» **Required task**
Emit the line that holds "wooden dining chair." and all lines following it through the end of the data, verbatim, and nothing else.

» **Data entries**
+ + + + + + +

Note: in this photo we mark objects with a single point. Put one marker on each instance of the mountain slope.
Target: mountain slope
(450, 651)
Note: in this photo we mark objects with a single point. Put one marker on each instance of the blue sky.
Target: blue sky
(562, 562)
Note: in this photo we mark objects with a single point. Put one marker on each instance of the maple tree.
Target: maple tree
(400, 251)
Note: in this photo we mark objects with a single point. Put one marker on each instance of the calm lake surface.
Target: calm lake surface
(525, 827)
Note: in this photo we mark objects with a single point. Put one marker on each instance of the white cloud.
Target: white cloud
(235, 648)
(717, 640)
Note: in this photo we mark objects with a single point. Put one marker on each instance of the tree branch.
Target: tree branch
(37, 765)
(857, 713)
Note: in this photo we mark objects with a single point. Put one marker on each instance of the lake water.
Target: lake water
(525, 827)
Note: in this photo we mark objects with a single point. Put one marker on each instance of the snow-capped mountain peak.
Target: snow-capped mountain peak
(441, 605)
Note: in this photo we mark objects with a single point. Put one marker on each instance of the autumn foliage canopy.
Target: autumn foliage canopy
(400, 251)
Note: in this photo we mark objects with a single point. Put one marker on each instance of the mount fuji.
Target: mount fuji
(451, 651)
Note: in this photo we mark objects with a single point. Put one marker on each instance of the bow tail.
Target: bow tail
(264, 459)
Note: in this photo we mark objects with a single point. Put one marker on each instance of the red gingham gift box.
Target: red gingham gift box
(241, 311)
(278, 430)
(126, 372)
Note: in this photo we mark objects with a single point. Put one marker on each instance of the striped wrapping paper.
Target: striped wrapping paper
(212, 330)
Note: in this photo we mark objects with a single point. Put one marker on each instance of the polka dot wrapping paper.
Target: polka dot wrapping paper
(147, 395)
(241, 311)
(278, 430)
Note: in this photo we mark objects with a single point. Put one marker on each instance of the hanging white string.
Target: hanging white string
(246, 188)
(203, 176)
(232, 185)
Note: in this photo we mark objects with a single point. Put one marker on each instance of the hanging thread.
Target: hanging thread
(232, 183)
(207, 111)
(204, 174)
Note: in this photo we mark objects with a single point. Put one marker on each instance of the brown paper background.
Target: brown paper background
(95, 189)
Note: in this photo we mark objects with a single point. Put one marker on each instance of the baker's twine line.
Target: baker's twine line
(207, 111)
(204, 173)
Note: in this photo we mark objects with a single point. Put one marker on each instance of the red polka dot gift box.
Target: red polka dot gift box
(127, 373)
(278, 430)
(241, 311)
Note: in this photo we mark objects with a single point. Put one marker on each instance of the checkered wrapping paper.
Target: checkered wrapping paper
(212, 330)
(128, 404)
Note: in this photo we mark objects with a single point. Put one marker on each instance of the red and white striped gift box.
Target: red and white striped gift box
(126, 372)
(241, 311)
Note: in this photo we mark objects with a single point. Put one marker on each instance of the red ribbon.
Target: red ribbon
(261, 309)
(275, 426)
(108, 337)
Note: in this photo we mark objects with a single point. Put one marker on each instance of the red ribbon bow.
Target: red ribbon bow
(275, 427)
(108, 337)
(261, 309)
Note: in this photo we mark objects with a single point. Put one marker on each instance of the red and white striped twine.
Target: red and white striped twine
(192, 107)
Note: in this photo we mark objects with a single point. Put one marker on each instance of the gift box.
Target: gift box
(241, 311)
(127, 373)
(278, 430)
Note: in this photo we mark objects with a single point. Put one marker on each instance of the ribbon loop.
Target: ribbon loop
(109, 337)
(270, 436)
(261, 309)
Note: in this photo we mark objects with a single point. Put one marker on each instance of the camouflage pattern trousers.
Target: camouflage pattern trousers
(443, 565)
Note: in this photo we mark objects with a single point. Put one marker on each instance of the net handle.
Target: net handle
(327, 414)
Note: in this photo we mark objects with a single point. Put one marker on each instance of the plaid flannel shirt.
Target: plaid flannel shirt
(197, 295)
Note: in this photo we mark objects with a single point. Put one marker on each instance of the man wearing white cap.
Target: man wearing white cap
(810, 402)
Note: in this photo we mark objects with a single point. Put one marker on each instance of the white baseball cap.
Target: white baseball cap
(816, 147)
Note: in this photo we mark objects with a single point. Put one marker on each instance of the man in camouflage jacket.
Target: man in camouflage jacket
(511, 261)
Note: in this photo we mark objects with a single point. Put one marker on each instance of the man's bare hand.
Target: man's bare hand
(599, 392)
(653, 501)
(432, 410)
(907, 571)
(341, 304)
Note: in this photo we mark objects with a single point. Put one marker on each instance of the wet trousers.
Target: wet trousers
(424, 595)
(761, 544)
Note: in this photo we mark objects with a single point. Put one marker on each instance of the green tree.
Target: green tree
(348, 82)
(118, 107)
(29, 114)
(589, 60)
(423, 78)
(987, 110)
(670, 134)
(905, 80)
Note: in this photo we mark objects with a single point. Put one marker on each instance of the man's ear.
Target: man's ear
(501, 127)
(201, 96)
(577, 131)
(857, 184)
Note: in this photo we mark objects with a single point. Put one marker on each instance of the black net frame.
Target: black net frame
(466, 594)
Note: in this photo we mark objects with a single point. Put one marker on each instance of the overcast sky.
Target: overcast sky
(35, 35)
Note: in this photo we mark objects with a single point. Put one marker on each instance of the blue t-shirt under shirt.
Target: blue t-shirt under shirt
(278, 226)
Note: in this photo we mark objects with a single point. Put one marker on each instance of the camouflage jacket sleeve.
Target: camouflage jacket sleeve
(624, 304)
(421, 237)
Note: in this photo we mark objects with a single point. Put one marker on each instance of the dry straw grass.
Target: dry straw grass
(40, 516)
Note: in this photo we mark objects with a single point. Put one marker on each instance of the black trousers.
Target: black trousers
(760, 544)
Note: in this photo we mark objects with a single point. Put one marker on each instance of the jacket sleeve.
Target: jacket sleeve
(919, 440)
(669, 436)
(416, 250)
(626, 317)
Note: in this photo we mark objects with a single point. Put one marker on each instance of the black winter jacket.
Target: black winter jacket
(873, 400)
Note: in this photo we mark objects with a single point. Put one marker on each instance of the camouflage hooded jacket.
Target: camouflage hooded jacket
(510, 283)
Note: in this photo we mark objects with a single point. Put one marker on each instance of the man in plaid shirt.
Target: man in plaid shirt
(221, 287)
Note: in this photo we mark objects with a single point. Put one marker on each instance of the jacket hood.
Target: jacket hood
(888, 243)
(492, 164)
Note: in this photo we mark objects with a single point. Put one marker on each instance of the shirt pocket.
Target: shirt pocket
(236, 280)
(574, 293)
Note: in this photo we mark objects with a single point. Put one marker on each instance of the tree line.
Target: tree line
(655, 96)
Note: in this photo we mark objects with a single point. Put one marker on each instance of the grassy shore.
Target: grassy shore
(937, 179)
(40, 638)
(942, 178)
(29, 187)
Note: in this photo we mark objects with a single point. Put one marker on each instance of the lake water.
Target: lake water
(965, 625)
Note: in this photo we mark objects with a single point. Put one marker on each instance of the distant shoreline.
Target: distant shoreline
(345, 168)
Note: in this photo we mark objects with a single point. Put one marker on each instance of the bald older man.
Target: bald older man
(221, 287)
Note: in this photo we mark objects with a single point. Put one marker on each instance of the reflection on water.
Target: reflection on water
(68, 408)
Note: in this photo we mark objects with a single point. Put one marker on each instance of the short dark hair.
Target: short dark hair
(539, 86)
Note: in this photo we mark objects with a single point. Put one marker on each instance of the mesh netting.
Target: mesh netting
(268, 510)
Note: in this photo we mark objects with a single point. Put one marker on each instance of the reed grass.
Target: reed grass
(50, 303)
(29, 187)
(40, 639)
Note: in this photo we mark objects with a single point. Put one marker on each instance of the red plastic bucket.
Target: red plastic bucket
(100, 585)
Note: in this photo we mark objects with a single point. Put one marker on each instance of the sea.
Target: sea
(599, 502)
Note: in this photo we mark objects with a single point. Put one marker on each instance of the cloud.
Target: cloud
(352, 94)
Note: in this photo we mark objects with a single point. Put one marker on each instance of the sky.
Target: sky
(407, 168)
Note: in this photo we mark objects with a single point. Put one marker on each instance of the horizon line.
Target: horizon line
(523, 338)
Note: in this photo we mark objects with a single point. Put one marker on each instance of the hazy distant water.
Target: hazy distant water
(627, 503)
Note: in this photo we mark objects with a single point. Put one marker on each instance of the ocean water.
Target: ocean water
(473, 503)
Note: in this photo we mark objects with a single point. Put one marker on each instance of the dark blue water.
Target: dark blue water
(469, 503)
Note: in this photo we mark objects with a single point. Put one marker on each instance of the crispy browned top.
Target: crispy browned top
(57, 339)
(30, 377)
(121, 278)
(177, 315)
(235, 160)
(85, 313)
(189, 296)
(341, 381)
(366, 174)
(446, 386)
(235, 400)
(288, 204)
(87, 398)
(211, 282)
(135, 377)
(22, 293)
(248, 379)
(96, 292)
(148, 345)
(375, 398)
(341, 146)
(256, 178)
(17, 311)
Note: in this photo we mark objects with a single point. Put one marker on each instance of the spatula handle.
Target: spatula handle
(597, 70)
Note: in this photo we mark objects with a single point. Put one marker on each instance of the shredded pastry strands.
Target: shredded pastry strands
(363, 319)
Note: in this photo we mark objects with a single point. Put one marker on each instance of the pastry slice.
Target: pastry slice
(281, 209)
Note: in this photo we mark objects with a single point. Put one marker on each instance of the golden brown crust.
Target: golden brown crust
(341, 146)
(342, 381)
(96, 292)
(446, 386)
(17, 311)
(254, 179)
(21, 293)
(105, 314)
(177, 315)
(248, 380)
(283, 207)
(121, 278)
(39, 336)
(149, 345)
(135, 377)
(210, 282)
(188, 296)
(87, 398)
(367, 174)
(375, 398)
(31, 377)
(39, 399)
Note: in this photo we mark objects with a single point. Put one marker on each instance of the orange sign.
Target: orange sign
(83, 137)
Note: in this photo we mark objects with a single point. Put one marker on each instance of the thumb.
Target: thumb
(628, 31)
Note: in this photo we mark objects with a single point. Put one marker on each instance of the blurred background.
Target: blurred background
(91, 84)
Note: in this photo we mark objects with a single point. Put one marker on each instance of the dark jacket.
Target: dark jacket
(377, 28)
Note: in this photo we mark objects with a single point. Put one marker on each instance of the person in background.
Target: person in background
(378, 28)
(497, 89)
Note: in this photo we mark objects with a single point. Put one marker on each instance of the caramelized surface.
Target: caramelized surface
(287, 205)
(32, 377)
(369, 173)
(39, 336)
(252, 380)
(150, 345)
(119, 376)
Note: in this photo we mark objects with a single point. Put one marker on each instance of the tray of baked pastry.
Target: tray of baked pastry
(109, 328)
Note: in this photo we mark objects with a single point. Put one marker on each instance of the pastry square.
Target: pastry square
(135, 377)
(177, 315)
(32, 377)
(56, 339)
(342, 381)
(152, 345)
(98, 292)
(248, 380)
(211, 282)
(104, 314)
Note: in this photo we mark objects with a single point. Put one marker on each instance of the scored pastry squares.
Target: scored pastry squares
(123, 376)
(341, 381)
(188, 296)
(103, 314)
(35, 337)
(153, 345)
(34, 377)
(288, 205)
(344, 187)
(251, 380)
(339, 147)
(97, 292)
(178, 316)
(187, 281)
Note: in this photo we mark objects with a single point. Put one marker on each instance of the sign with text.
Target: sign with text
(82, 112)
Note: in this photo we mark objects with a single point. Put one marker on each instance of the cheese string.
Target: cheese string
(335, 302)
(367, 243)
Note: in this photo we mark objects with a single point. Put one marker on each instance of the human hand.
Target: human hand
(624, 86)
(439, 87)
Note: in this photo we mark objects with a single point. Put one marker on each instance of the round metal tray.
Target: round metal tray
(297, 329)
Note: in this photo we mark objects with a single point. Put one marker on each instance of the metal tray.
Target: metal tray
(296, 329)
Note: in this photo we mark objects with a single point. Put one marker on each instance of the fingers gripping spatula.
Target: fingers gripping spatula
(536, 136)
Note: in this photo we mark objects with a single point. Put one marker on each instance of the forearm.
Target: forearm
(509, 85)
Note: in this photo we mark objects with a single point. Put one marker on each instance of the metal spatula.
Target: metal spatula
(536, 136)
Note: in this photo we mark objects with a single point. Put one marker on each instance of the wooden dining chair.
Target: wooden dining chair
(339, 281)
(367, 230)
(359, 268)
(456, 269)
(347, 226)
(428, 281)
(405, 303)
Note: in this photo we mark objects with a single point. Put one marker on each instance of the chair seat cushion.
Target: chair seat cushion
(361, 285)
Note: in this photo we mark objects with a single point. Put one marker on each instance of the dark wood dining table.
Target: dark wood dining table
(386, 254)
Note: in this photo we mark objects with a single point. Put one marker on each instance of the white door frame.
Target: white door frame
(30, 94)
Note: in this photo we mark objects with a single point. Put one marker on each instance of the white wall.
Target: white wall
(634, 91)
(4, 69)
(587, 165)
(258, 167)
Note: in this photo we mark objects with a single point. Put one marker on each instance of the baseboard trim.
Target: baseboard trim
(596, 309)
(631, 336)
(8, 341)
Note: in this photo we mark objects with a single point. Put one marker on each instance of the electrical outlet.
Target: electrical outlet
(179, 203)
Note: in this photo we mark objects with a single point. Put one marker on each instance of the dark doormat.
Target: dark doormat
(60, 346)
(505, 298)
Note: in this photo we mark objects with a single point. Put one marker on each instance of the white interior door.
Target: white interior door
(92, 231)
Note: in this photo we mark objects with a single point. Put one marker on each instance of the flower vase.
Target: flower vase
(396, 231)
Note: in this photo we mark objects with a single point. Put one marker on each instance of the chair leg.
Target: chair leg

+ + + + + + +

» **Worked solution**
Note: in this photo we mark objects with a single point. Put one marker on each instance of the wooden dining chair.
Target: wooden dining chair
(339, 281)
(367, 230)
(359, 268)
(456, 269)
(347, 226)
(428, 281)
(405, 303)
Note: in this photo we mark objects with a single point. Put one marker on each instance of the chair seat cushion.
Target: chair seat cushion
(361, 285)
Note: in this photo we mark objects with a single point. Put one marker on each instance of the dark wood dining table.
Target: dark wood dining table
(386, 254)
Note: in this photo we mark objects with a single point. Put one marker on each instance of the white door frame.
Target: white door frame
(30, 94)
Note: in this photo we mark objects with a single point. Put one marker on each instance of the white wall.
Target: white wall
(634, 91)
(4, 69)
(587, 165)
(258, 167)
Note: in this photo we mark objects with a single point. Put one marker on each instance of the baseboard trim.
Target: baseboard trim
(596, 309)
(631, 336)
(8, 341)
Note: in this photo we mark objects with a single point. Put one marker on each instance of the electrical outlet.
Target: electrical outlet
(179, 203)
Note: in this photo we mark objects with a single point. Put one marker on each instance of the dark doormat.
Target: dark doormat
(60, 346)
(505, 298)
Note: in this photo we mark objects with a single point. Put one marker on each instance of the white interior door.
Target: white interior door
(92, 231)
Note: in this photo we mark objects with a single point. Put one marker on each instance of the flower vase.
Target: flower vase
(396, 231)
Note: in this photo we mark objects with a single point. Put one marker on each instance of the chair leg.
Target: chair leg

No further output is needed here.